SOURCE:
-*-

2

I wanted to highlighted some text in a PDF document using R. I want to search a PDF document for some text and highlight the text if found. I searched for packages which could do this.

pdftools and pdfsearch are packages which help in handling PDF documents. These packages mainly handle converting pdf to text and doing any sort of manipulation.

Is there a way in which we can highlight a PDF document using R?

-*-

THE REQUEST:
Please resume the question about highlighting PDF text in R, continuing from its last sentence.

DATA EXTRACT:
-*-

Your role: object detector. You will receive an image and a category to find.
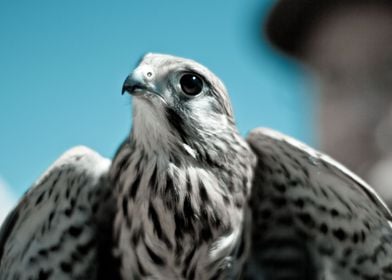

-*-

SOLVED EXERCISE:
SBista
  • 7,479
  • 1
  • 27
  • 58
  • I don't think so. – lukeA Mar 08 '17 at 10:17
  • Maybe this helps: https://stackoverflow.com/questions/40288400/highlight-text-in-a-pdf-with-python – Martin Valgur Mar 08 '17 at 10:29
  • Thanks @MartinValgur. I'll see if there are better alternatives. Otherwise calling a python code from R would maybe solve my problem. – SBista Mar 08 '17 at 10:33
  • I ended up writing my own package to do this. If anyone needs this functionality its available on my [github page](https://github.com/Swechhya/pdfUtils). – SBista Oct 15 '17 at 14:54

1 Answers1

0

I was able to highlight some keywords in a PDF with the following code. There are four steps :

  1. Save wikipedia page to PDF;

  2. Convert the PDF to word document with the Word Software (There is an OCR!!);

  3. Highlight the keywords in the word document;

  4. Save the word document as PDF.

library(RDCOMClient)
library(DescTools)
library(pagedown)

#############################################
#### Step 1 : Save wikipedia page as PDF ####
#############################################
chrome_print(input = "https://en.wikipedia.org/wiki/Cat", 
             output = "C:\\Text_PDF_Cat.pdf")

path_PDF <- "C:\\Text_PDF_Cat.pdf"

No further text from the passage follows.